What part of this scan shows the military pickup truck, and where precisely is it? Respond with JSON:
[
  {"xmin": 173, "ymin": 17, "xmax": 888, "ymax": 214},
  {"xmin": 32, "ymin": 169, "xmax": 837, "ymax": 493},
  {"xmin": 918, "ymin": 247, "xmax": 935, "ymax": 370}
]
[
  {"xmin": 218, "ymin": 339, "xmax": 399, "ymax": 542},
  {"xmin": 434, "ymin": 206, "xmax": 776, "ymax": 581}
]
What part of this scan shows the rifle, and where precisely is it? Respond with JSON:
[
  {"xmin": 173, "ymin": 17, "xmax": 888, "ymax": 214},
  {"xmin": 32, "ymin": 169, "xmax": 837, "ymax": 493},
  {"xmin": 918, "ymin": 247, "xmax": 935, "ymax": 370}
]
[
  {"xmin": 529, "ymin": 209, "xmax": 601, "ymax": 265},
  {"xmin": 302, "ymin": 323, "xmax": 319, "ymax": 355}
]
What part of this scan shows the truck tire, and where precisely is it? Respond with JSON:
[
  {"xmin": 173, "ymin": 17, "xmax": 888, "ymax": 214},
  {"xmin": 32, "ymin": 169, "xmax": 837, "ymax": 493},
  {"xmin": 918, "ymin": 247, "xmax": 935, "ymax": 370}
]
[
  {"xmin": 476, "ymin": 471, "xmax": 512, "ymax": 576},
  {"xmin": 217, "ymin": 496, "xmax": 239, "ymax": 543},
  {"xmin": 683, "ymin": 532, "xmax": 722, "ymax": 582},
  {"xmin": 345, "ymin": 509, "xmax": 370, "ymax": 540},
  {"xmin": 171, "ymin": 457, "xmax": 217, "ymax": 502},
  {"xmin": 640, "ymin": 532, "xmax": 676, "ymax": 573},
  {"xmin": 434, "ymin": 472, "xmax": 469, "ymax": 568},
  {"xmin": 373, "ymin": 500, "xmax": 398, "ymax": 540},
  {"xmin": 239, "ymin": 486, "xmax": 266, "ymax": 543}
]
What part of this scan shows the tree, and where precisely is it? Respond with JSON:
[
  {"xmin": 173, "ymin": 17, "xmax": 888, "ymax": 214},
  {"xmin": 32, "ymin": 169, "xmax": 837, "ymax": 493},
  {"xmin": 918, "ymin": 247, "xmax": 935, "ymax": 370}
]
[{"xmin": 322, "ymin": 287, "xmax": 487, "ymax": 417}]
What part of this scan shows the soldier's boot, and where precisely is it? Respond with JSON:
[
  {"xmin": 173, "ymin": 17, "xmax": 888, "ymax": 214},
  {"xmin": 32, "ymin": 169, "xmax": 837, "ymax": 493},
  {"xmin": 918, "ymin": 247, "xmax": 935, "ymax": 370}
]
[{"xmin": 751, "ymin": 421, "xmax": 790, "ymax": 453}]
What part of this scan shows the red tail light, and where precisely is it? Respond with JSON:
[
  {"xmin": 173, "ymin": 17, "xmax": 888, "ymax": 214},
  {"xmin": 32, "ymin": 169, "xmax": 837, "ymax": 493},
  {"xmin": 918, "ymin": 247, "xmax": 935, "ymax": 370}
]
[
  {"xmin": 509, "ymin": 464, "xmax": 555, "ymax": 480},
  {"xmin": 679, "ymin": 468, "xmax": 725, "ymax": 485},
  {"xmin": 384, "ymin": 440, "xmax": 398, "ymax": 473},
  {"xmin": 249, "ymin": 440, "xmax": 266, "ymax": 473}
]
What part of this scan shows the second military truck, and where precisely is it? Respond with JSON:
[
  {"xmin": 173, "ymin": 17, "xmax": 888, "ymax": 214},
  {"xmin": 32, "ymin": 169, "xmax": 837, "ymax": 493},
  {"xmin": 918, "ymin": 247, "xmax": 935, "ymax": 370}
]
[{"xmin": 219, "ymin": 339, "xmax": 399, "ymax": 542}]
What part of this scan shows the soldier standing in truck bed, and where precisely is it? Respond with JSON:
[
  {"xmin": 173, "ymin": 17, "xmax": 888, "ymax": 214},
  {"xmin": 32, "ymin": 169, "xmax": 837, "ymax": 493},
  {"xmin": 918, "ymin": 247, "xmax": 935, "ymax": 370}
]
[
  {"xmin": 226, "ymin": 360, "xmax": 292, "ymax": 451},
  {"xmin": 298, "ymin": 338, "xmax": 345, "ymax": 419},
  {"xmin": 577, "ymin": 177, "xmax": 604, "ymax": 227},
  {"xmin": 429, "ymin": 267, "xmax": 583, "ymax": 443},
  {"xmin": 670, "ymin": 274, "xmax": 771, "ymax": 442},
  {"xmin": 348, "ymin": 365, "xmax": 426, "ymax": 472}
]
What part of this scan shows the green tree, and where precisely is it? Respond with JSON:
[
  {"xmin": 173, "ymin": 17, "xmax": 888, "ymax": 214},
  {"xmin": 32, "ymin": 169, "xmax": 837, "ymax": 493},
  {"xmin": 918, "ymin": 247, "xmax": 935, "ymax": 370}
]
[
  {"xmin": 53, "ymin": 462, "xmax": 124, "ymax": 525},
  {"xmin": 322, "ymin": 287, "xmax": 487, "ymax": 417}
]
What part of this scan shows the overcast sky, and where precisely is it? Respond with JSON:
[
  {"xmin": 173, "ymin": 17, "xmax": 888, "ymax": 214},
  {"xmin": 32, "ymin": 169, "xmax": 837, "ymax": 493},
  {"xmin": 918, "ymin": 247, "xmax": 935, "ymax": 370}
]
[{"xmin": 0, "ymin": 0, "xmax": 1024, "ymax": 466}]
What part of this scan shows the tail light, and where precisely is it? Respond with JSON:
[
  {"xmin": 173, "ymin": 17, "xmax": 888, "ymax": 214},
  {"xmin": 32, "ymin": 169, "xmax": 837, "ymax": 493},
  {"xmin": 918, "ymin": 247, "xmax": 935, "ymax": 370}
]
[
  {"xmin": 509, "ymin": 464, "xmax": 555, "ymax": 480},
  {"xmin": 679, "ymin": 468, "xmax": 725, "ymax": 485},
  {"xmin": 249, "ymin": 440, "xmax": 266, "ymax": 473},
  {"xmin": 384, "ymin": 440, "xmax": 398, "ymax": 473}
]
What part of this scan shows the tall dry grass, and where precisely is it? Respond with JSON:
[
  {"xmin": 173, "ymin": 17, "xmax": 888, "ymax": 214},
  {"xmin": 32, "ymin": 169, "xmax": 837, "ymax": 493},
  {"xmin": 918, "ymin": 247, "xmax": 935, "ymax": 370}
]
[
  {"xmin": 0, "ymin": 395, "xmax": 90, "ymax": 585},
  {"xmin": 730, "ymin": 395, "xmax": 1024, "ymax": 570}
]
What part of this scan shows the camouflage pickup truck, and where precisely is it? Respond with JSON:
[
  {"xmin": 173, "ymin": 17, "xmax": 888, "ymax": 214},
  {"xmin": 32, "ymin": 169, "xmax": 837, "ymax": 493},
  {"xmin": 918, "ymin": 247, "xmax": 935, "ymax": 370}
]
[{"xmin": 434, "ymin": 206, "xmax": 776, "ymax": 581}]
● ● ● ● ● ● ●
WHAT YOU NEED TO DO – Pick out every line of the records that contains the word "truck", treating uppercase and lowercase as different.

RESPONSE –
What part of this scan shows the military pickup truck, and where precisely is it? Respond with JSON:
What part of this scan shows the truck tire, and where precisely is it? Respond with JSON:
What part of this scan shows the second military truck, and where precisely is it? Respond with JSON:
What part of this scan shows the soldier standing in truck bed, and where precisely is it? Respond with JSON:
What part of this scan shows the camouflage pickup truck, and where precisely is it? Respond with JSON:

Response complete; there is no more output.